Dataset entries Start Marker
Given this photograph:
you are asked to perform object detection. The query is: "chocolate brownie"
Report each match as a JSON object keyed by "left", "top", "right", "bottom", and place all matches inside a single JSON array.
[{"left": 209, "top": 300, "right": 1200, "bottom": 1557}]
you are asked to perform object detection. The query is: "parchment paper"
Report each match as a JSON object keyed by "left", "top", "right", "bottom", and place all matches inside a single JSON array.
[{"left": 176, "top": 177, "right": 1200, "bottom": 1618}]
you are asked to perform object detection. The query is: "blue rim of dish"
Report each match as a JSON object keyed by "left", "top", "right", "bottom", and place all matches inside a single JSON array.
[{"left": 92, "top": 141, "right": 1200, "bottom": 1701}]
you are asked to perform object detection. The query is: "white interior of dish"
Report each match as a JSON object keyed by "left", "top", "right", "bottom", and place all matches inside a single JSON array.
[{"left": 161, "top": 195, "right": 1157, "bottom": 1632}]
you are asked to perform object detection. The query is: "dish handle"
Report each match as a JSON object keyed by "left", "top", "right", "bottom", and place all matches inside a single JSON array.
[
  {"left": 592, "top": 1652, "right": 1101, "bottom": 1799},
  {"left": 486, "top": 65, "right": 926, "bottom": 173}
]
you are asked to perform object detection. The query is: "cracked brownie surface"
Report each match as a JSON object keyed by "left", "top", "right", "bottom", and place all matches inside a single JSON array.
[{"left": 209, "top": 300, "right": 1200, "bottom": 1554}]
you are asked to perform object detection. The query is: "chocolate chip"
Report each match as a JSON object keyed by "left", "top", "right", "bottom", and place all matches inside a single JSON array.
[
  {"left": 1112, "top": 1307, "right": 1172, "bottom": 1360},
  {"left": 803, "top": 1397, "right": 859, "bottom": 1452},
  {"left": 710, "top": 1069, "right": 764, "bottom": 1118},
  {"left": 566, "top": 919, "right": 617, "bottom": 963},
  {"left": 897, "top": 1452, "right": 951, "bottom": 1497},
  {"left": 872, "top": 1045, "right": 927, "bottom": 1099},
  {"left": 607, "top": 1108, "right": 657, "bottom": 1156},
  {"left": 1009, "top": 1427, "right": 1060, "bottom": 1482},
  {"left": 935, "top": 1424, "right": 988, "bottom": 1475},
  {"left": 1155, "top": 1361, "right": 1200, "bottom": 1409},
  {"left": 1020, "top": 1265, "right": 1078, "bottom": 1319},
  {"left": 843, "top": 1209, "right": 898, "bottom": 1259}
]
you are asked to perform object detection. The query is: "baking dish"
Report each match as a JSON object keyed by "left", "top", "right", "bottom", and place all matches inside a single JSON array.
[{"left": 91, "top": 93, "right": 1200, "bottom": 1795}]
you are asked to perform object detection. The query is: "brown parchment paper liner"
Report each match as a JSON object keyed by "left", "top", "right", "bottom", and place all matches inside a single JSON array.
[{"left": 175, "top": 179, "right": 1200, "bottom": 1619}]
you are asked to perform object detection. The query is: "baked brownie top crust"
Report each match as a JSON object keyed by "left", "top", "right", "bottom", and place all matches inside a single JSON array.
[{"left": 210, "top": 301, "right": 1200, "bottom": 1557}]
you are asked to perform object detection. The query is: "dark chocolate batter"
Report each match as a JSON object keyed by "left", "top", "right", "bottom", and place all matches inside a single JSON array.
Dataset entries End Marker
Exercise. Return the whole of the data, character for character.

Exercise solution.
Given this photograph:
you are asked to perform object detection. The query is: "chocolate brownie"
Report each match as a JSON object keyed by "left", "top", "right", "bottom", and place all matches inside a single JSON array.
[{"left": 209, "top": 300, "right": 1200, "bottom": 1557}]
you are asked to perform object detection. The query is: "parchment paper"
Report each match as a JSON object keyed by "left", "top", "right", "bottom", and place all matches inside a single JSON array.
[{"left": 176, "top": 177, "right": 1200, "bottom": 1618}]
you are asked to perform object detection. The query is: "blue rim of dish"
Report each match as a JSON object keyed by "left", "top", "right", "bottom", and place all matches inside a single JSON array.
[{"left": 92, "top": 141, "right": 1200, "bottom": 1701}]
you are asked to perform object detection. The query is: "white interior of dish"
Report each match as a JSON object keyed by "left", "top", "right", "bottom", and place all matches inside a single JSON array.
[{"left": 161, "top": 195, "right": 1157, "bottom": 1632}]
you are asked to perform object detection. The query is: "dish handle"
Report each match as a JSON object keyed by "left", "top", "right", "bottom", and place all matches inside a single JSON array.
[
  {"left": 592, "top": 1652, "right": 1101, "bottom": 1799},
  {"left": 486, "top": 65, "right": 926, "bottom": 173}
]
you are asked to perform object detection. The query is: "cracked brownie surface"
Report each match as a JSON object keyed by "left", "top", "right", "bottom", and place all matches inside a single JSON array.
[{"left": 209, "top": 300, "right": 1200, "bottom": 1554}]
you are asked to perform object detection. The query is: "chocolate chip"
Report each match as a JSON object keyed by "left", "top", "right", "bottom", and place all matches inside a single JSON array.
[
  {"left": 1112, "top": 1307, "right": 1172, "bottom": 1360},
  {"left": 803, "top": 1397, "right": 859, "bottom": 1452},
  {"left": 710, "top": 1069, "right": 764, "bottom": 1118},
  {"left": 566, "top": 919, "right": 617, "bottom": 963},
  {"left": 897, "top": 1452, "right": 951, "bottom": 1497},
  {"left": 872, "top": 1045, "right": 927, "bottom": 1099},
  {"left": 607, "top": 1108, "right": 657, "bottom": 1156},
  {"left": 1009, "top": 1427, "right": 1060, "bottom": 1482},
  {"left": 935, "top": 1424, "right": 988, "bottom": 1475},
  {"left": 1155, "top": 1361, "right": 1200, "bottom": 1409},
  {"left": 1020, "top": 1265, "right": 1078, "bottom": 1319},
  {"left": 843, "top": 1209, "right": 898, "bottom": 1259}
]
you are asked to perform object detection. The query is: "baking dish"
Report each match as a JSON object keyed by "left", "top", "right", "bottom", and place all matches inside a single JSON array.
[{"left": 91, "top": 93, "right": 1200, "bottom": 1795}]
you are asked to perform object detection. The query is: "brown parchment paper liner"
Report each match as a JSON object keyed by "left", "top", "right", "bottom", and place all matches inside a single JSON array.
[{"left": 175, "top": 179, "right": 1200, "bottom": 1619}]
you are asked to perform object detection. The query is: "baked brownie top crust"
Report each match as a JSON object keyed by "left", "top", "right", "bottom", and place all matches inside a single JSON array.
[{"left": 210, "top": 301, "right": 1200, "bottom": 1557}]
you are asked to perform object detection. The query is: "dark chocolate batter"
Report each match as a JSON object keyed by "left", "top", "right", "bottom", and place all matches inside a single JSON array.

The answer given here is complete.